Copy each of the following items word for word, omitting the pictures.

::: Input records

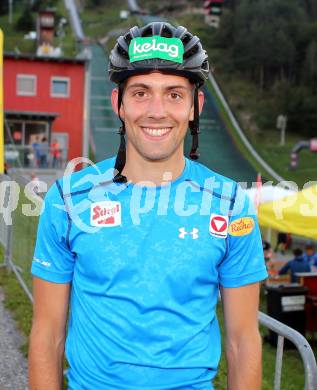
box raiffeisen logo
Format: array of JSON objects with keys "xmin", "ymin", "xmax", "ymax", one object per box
[{"xmin": 129, "ymin": 36, "xmax": 184, "ymax": 63}]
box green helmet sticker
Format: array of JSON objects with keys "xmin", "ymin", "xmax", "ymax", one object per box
[{"xmin": 129, "ymin": 35, "xmax": 184, "ymax": 64}]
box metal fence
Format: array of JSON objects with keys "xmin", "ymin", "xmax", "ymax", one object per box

::::::

Exercise solution:
box raiffeisen logo
Format: array of JSON objects with keys "xmin", "ymin", "xmax", "ymax", one object per box
[{"xmin": 129, "ymin": 36, "xmax": 184, "ymax": 63}]
box green helmet sticker
Format: array of JSON objects with keys "xmin", "ymin", "xmax", "ymax", one object per box
[{"xmin": 129, "ymin": 35, "xmax": 184, "ymax": 64}]
box metal fence
Format: array of JSON objects with keys "xmin", "ymin", "xmax", "ymax", one object per box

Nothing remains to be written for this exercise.